··· Listed records ···

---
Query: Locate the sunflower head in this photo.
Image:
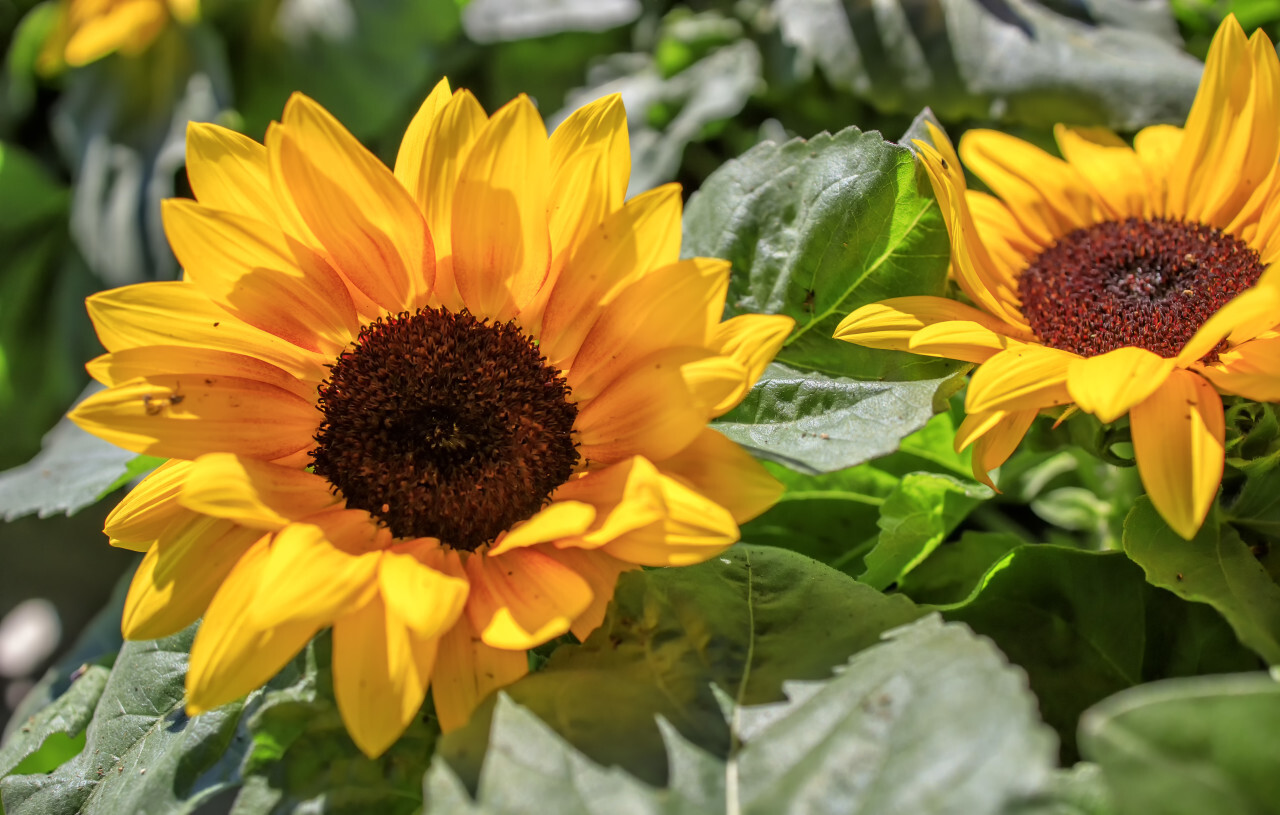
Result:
[72,82,792,755]
[836,17,1280,539]
[40,0,200,74]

···

Rewrite the listing with "sunflower head" replaced by "seed head", keeping everything else unchanged. Leave the pictures out.

---
Query: Locate the seed head in this photo.
Image:
Result:
[72,82,792,755]
[836,17,1280,539]
[40,0,200,74]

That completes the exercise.